::: Data shown :::

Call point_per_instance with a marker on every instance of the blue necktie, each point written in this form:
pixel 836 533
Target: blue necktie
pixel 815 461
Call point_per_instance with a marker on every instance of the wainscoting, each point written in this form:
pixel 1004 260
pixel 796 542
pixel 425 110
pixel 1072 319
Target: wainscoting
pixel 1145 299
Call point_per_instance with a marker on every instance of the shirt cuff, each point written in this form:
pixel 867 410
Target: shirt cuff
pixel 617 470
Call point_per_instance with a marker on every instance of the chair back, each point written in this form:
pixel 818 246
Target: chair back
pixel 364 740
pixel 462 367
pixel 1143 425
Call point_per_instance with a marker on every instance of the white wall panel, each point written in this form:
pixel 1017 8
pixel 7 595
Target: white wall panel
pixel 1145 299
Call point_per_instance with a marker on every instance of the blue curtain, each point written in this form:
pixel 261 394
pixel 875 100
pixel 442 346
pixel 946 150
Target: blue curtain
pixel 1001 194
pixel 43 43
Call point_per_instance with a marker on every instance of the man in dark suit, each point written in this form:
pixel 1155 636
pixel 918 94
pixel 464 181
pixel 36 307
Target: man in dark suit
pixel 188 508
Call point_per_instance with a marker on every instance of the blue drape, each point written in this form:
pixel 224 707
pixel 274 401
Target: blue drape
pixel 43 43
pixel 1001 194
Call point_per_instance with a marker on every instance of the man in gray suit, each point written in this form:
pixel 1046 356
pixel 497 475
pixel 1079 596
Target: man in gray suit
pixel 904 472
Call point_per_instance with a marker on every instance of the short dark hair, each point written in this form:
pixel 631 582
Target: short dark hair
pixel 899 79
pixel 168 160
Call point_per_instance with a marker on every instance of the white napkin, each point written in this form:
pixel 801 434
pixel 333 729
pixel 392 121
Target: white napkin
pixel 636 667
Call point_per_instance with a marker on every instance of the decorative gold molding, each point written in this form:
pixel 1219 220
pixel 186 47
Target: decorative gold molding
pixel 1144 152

:::

What you need to do -> Given the records above, return exactly the lines starting at the line containing "pixel 867 410" and ending at the line containing "pixel 1079 596", including both.

Response box ->
pixel 867 410
Target: shirt cuff
pixel 617 470
Call point_per_instance with a marker on every instance of the chair back, each point written in this form:
pixel 818 246
Target: chair back
pixel 364 740
pixel 462 367
pixel 1143 425
Call point_per_instance with a marker on every instance of the white wall panel, each point written in this form:
pixel 1017 8
pixel 7 595
Target: white wall panel
pixel 1145 299
Call point_per_instance with a marker on every instance of the blue curtain, each point written in this form:
pixel 261 394
pixel 875 100
pixel 442 346
pixel 946 150
Target: blue curtain
pixel 1001 194
pixel 43 43
Call point_per_instance with a marker on every instance of the man in dark suit, each point written in this form:
pixel 1155 636
pixel 918 94
pixel 464 181
pixel 36 307
Target: man in dark suit
pixel 188 508
Call point_per_instance with a marker on every instance of the blue drape, each point written in this form:
pixel 224 707
pixel 274 401
Target: blue drape
pixel 43 43
pixel 1001 194
Call point_per_instance with a marker on every instance of the man in gray suit, each point written in this form:
pixel 1046 356
pixel 497 475
pixel 1079 596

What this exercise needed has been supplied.